PETITE TÂCHE 1.
Traduisez en anglais cette phrase de l'extrait sur le roman Paradis conjugal : « Le va-et-vient entre la fiction et la vie tient le lecteur en haleine. »

EXTRAIT.
========================

Paradis conjugal (2008) d’Alice Ferney s’ouvre sur le générique de Chaînes conjugales (1949) de Joseph Mankiewicz. Ce soir, ce n’est pas la première fois qu’Elsa Platte (clin d’œil à Sylvia Plath) va regarder ce film, un dvd offert par son mari. Avec dans l’oreille ce qu’Alexandre lui a dit la veille : « Demain soir et les soirs suivants, prépare-toi à dormir seule. Je ne rentrerai pas. Je ne rentrerai pas
dans une maison où ma femme est installée devant la télévision, voit le même film depuis trois mois, ne se lève plus pour me préparer à dîner, et se couche sans me regarder. »

Couverture de Chaînes conjugales en dvd.jpg

En découvrant les états d’âme d’Elsa, danseuse à l’Opéra juste à la retraite, pendant le début du film, je me demandais comment diable Alice Ferney, qui dit choisir ses sujets par élection quasi amoureuse, allait pouvoir mener à bien ce roman cinématographique, dont le début me semblait poussif, artificiel. Et pourtant, au long des quelque quatre cents pages de Paradis conjugal, un univers se construit et nous capte. « Ce n’est pas un film sur la séparation, c’est un film sur le mariage. Sur le soupçon. Sur l’imperfection dont on est toujours coupable et que l’on doit
bien reconnaître. Sur toutes les raisons que, dans un couple, on aurait de partir. Sur l’amour qui fait rester, dit Elsa. »
Avec les aînés de ses quatre enfants, Max et Noémie, venus la rejoindre devant la télévision, nous suivons l’histoire de trois femmes qui passent une journée ensemble et qui se demandent, chacune, lequel de leurs trois maris est parti avec leur rivale de toujours, Addie Ross, l’irrésistible, la fatale. 

 

Le va-et-vient entre la fiction et la vie tient le lecteur en haleine. Pourquoi Elsa s’enchante-t-elle de ce mélodrame ? Qu’y cherche-t-elle ? Où cela va-t-il la mener ? La mise en abyme multiplie les angles de réflexion. Nous écoutons la voix off, celle d’une des protagonistes, et aussi les commentaires échangés devant l’écran. La mère garde pour elle ses tourments personnels, écoute les réactions de ses enfants, prend garde à ne rien dévoiler de cette intrigue qu’elle connaît par cœur.

 

 

Depuis qu’elle ne danse plus, son corps est éteint, irritable, Elsa Platte est sans désir. Ce film la rend heureuse, elle veut comprendre « par quel canal, par quel mécanisme intérieur » un film peut agir sur l’humeur, alors que rien n’a changé entre-temps dans la vie réelle. Place donc à Deborah, « naturelle et ravissante », mariée à un « nanti charmant », Brad Bishop, parti en voyage alors que d’ordinaire il joue au golf le samedi. A Rita, « la femme d’aujourd’hui » et George Phipps. A l’élégante Lora Mae, d’origine modeste, qui a épousé son patron, Porter Hollingsway, le plus riche des trois. Mais personne ne sait tout de l’autre, pas même d’un conjoint.

========================

MATÉRIEL DE L'EXERCICE.
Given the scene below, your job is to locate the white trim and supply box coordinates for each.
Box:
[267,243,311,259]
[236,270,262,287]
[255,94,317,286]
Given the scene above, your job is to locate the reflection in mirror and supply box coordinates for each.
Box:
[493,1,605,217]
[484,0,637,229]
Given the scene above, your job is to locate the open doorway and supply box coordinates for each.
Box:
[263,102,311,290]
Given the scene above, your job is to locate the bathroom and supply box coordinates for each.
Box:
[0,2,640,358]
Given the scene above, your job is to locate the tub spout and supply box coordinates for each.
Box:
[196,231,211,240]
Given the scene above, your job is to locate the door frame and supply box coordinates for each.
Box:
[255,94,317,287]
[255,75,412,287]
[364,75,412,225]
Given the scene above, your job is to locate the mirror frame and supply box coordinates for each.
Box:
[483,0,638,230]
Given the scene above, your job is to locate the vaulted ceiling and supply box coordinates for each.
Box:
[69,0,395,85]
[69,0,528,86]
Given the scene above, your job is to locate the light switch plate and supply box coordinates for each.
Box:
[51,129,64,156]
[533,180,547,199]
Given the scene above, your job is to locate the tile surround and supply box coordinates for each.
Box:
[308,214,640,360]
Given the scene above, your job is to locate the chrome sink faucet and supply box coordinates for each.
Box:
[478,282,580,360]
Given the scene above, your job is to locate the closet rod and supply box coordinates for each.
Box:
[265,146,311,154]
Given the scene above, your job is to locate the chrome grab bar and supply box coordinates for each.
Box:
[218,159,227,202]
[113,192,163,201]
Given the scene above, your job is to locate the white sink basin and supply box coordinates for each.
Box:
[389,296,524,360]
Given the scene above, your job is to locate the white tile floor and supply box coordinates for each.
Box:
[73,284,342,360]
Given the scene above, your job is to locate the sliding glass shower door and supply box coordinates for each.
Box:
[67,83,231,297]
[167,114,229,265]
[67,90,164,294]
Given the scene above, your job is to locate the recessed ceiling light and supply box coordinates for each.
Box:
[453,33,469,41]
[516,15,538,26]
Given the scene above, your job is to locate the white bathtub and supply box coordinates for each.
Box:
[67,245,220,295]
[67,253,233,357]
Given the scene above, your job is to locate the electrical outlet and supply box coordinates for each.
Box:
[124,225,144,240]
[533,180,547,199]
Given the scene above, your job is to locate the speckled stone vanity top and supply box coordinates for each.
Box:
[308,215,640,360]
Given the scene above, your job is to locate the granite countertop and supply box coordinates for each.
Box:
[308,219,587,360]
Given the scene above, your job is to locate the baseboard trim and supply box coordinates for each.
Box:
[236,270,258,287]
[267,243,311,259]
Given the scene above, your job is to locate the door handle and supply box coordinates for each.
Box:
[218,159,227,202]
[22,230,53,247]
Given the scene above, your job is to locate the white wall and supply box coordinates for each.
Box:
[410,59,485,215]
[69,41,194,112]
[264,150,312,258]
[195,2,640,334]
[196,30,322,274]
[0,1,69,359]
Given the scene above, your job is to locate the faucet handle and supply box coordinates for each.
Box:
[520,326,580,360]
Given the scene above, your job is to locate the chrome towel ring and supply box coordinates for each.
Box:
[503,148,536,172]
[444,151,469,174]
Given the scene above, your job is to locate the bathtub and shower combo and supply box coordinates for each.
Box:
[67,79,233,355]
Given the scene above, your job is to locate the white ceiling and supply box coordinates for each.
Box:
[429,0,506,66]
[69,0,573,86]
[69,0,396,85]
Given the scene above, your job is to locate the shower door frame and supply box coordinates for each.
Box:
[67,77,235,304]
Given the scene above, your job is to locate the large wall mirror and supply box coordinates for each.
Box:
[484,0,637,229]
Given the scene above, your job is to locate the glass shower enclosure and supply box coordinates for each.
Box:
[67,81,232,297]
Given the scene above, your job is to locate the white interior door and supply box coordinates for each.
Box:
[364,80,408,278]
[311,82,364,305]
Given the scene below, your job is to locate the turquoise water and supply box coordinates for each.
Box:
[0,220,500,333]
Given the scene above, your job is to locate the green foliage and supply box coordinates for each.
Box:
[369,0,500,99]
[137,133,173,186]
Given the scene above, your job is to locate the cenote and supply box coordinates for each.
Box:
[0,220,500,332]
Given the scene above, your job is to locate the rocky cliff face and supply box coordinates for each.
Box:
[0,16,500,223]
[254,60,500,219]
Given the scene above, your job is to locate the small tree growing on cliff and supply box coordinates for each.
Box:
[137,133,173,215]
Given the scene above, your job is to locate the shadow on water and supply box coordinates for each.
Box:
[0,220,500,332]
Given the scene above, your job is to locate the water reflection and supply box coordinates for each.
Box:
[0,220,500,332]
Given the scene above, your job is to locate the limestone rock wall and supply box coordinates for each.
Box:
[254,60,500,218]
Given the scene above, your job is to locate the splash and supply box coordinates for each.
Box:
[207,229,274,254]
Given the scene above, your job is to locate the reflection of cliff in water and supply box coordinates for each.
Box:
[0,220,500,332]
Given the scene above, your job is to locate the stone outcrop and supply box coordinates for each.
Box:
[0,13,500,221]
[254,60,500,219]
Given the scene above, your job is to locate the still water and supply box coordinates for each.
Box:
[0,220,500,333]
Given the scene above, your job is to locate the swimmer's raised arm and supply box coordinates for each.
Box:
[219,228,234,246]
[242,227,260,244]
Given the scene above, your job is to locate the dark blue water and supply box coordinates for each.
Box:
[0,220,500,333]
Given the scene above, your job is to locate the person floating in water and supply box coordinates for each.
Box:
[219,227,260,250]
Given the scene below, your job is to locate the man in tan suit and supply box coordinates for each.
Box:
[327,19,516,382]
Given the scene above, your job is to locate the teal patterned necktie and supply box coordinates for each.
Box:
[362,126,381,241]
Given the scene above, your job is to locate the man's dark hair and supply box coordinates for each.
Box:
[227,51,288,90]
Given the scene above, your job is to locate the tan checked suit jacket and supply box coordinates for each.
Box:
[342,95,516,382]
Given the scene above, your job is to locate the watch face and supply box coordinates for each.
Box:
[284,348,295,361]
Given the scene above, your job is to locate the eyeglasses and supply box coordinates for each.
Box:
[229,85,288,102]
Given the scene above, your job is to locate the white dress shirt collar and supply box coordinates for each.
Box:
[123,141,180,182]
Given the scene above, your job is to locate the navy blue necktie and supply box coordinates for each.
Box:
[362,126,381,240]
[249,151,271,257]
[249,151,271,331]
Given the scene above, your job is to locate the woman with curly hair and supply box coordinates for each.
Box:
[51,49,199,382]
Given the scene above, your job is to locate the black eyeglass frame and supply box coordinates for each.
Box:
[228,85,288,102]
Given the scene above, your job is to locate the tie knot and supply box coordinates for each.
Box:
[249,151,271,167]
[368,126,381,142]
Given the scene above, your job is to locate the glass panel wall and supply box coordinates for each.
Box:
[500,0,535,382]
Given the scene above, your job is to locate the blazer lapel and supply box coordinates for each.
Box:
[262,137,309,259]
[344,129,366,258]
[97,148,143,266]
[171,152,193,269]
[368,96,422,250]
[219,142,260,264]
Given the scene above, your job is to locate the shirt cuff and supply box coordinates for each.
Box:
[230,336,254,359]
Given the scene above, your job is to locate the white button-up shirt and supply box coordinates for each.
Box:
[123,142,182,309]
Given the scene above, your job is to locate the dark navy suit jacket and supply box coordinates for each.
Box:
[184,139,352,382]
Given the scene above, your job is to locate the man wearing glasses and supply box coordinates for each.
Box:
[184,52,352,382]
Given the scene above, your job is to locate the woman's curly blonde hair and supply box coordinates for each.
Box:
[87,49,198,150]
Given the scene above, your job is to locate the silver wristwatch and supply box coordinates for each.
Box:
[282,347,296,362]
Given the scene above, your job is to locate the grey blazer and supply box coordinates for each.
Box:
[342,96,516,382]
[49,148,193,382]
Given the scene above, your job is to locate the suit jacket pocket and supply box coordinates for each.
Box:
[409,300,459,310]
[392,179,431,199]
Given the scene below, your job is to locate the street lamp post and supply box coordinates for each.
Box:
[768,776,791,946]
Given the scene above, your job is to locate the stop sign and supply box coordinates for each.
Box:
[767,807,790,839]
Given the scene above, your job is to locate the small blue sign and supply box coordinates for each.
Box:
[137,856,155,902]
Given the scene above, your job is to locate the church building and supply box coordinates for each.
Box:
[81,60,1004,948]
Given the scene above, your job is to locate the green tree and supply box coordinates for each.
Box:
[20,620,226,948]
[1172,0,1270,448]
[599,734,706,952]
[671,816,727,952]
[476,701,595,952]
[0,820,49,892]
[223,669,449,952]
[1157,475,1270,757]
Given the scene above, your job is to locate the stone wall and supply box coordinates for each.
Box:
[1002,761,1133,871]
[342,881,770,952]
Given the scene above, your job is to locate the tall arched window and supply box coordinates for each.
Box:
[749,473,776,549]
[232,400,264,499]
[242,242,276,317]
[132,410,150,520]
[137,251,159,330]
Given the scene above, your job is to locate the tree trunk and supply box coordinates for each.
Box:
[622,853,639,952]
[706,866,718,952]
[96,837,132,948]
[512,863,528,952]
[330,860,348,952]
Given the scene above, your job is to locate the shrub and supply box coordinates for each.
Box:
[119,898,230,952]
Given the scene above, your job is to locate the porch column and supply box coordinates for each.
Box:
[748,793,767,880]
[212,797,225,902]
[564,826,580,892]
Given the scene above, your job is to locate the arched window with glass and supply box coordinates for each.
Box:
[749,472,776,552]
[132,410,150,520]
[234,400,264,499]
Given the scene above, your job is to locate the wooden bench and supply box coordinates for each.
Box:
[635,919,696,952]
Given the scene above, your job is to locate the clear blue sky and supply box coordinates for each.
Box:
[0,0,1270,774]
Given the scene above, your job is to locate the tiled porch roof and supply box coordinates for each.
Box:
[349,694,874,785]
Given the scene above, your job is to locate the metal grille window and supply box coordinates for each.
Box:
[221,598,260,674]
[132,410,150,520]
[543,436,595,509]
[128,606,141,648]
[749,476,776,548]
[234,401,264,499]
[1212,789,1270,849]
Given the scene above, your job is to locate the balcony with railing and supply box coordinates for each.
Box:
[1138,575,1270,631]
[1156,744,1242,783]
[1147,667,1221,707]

========================

PETITE TÂCHE 2.
Recopiez sans aucune modification les lignes des entrées, en partant de celle qui contient « Given the scene above, your job is to locate the blazer » et en terminant par celle qui contient « [49,148,193,382] ».

SOLUTION PROPOSÉE 1.
The back-and-forth between fiction and life keeps the reader in suspense.

SOLUTION PROPOSÉE 2.
Given the scene above, your job is to locate the blazer lapel and supply box coordinates for each.
Box:
[262,137,309,259]
[344,129,366,258]
[97,148,143,266]
[171,152,193,269]
[368,96,422,250]
[219,142,260,264]
Given the scene above, your job is to locate the shirt cuff and supply box coordinates for each.
Box:
[230,336,254,359]
Given the scene above, your job is to locate the white button-up shirt and supply box coordinates for each.
Box:
[123,142,182,309]
Given the scene above, your job is to locate the dark navy suit jacket and supply box coordinates for each.
Box:
[184,139,352,382]
Given the scene above, your job is to locate the man wearing glasses and supply box coordinates for each.
Box:
[184,52,352,382]
Given the scene above, your job is to locate the woman's curly blonde hair and supply box coordinates for each.
Box:
[87,49,198,150]
Given the scene above, your job is to locate the silver wristwatch and supply box coordinates for each.
Box:
[282,347,296,362]
Given the scene above, your job is to locate the grey blazer and supply box coordinates for each.
Box:
[342,96,516,382]
[49,148,193,382]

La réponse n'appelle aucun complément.